(Object pointing dataset entries)
+===+

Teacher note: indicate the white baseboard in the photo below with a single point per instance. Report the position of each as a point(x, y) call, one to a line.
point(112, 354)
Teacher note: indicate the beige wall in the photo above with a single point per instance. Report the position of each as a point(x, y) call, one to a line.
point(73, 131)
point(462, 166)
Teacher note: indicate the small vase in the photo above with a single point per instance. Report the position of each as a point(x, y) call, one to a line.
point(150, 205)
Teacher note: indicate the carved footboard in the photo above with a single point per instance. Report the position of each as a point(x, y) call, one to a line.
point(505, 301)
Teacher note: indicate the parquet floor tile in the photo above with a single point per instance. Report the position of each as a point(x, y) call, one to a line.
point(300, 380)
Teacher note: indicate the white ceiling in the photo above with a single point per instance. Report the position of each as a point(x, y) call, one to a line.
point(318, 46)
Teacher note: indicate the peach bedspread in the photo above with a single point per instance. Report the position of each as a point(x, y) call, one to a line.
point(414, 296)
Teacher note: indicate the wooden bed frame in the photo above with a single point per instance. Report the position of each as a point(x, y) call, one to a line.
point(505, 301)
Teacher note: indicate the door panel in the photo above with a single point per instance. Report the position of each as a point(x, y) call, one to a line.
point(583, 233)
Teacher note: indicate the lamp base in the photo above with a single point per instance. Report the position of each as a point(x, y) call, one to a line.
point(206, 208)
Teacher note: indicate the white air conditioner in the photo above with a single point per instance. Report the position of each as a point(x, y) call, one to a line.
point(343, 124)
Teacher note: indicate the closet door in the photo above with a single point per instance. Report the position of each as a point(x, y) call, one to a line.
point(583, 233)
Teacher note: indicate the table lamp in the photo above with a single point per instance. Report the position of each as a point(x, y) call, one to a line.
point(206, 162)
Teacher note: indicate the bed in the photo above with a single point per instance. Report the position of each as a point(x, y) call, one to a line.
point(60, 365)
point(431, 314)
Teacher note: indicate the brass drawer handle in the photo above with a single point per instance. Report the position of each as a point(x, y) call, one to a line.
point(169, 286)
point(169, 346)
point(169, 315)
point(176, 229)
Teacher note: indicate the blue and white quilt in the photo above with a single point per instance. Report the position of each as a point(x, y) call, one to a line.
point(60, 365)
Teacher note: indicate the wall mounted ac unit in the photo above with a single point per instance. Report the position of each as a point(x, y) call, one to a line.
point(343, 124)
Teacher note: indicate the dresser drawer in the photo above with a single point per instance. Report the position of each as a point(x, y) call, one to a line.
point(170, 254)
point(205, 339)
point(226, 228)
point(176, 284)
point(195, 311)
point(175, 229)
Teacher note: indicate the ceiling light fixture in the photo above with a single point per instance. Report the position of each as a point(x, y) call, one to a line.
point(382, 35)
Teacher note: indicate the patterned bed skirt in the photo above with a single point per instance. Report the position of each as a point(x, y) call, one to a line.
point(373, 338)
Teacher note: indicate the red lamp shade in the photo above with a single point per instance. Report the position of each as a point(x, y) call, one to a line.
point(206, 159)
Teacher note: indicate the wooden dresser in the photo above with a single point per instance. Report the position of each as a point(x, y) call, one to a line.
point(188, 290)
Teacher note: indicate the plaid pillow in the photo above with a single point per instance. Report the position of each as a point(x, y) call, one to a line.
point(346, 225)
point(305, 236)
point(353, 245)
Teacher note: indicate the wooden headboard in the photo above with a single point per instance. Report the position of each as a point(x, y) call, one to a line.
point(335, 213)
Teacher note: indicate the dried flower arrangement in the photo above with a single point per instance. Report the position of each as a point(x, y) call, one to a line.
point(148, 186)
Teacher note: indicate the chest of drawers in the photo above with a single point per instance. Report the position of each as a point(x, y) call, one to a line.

+===+

(SHORT TASK): Reproduce every entry above verbatim, line for line, with no changes.

(FULL RESPONSE):
Teacher note: indicate the white baseboard in the photo below with a single point per instance. Report the position of each as a point(x, y) call, one to a line.
point(112, 354)
Teacher note: indicate the beige wall in the photo above with a single point per instance. Report the position of each as a point(x, y) call, one to a line.
point(73, 131)
point(462, 166)
Teacher note: indicate the small vase in the photo above with a single point per instance. Report the position of each as a point(x, y) call, one to a line.
point(150, 205)
Teacher note: indicate the carved footboard in the photo above with a single point per instance. Report the position of each as a point(x, y) call, one to a line.
point(505, 301)
Teacher note: indicate the parquet floor tile in the photo above with a single point per instance. Report the position of each as a point(x, y) call, one to a line.
point(300, 380)
Teacher note: indicate the white ceiling in the photo above with a single point per instance. Report the position of each as a point(x, y) call, one to a line.
point(318, 46)
Teacher note: indicate the peach bedspread in the photo above with a single point per instance. Report the position of each as a point(x, y) call, one to a line.
point(414, 296)
Teacher note: indicate the wooden bed frame in the photo above with a single point per instance. Report the position of each as a point(x, y) call, one to a line.
point(505, 301)
Teacher note: indicate the door panel in the photo above with a single point per instance. Report the position of each as a point(x, y) call, one to a line.
point(583, 233)
Teacher note: indicate the lamp base in the photo above with a single point per instance. Report the position of each as a point(x, y) call, one to a line.
point(206, 208)
Teacher note: indicate the white air conditioner in the photo above with a single point per instance. Report the position of each as a point(x, y) call, one to a line.
point(343, 124)
Teacher note: indicate the closet door in the photo above with a single point per instance. Report the position of each as a point(x, y) call, one to a line.
point(583, 233)
Teacher note: indicate the table lamp in the photo above with a single point per instance. Report the position of each as a point(x, y) call, one to a line.
point(206, 162)
Teacher note: indicate the bed in the photo above with a single point per instance. Report the position of each as a point(x, y) call, one to a line.
point(60, 365)
point(431, 314)
Teacher note: indicate the brass drawer handle in the photo above with a single point per instance. Report the position of each as a point(x, y) call, one to a line.
point(169, 286)
point(169, 346)
point(169, 315)
point(176, 229)
Teacher note: indicate the blue and white quilt in the photo above with a single point per instance. Report the position of each as a point(x, y) call, one to a line.
point(60, 365)
Teacher note: indicate the wall mounted ac unit in the photo above with a single point per instance. Report the position of each as a point(x, y) call, one to a line.
point(343, 124)
Teacher note: indicate the dresser drawer in the photo above with a single point per instance. Report the position of each as a point(x, y) call, one to a line.
point(170, 254)
point(205, 339)
point(226, 228)
point(176, 284)
point(195, 311)
point(175, 229)
Teacher note: indicate the ceiling light fixture in the photo above with a single point per instance. Report the position of each as a point(x, y) call, one to a line.
point(382, 35)
Teacher note: indicate the patterned bed skirt in the photo above with a single point per instance. Report the position of each as a point(x, y) call, one to a line.
point(373, 338)
Teacher note: indicate the red lamp shade in the photo above with a single point per instance. Report the position of each as a point(x, y) call, one to a line.
point(206, 159)
Teacher note: indicate the wooden dresser in the photo above with a single point per instance. Report the position of each as a point(x, y) call, one to a line.
point(188, 290)
Teacher note: indicate the plaid pillow in the photo above with a single point per instance. Report the position of each as a point(x, y) call, one to a line.
point(346, 225)
point(305, 236)
point(353, 245)
Teacher note: indicate the wooden headboard in the photo above with a single point per instance. Report the position of each as a point(x, y) call, one to a line.
point(335, 213)
Teacher note: indicate the dried flower arrangement in the photo above with a single point per instance. Report the position of each as a point(x, y) call, one to a line.
point(148, 186)
Teacher note: indicate the chest of drawers in the photo above with a single point per instance. Report the position of each as a point(x, y) call, one to a line.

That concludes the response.